WHAT IS REQUIRED: Locate every line in the rows below that contains the word "water" and copy each of those lines in full.

SUPPLIED MATERIAL:
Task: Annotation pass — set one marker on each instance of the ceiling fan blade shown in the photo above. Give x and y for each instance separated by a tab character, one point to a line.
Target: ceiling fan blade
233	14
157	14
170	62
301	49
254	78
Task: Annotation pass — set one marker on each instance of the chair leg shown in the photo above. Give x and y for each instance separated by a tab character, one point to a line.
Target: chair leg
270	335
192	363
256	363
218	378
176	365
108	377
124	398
==
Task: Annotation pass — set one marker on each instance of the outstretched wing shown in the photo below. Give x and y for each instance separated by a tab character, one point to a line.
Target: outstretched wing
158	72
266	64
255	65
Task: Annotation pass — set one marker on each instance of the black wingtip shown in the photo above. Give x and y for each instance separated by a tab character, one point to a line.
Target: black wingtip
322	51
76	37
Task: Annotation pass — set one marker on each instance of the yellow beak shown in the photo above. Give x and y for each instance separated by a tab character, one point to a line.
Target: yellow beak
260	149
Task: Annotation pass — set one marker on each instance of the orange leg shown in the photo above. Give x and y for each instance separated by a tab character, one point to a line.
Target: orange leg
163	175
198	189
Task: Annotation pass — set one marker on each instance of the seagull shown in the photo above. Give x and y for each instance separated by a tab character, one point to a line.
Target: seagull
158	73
* * *
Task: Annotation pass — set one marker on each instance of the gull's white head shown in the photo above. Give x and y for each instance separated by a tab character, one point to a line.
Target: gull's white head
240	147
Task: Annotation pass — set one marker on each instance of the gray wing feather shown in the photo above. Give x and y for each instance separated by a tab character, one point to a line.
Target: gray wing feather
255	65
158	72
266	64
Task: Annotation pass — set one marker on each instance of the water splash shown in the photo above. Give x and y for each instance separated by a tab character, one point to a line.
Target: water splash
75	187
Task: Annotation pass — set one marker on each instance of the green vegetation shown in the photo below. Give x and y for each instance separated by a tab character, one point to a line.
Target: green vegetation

WRITTEN RESPONSE:
Task: Annotation pass — set one marker on each instance of the water splash shown in the photo above. Give x and y for each instance separated by a tab character, one point to a line.
Target: water splash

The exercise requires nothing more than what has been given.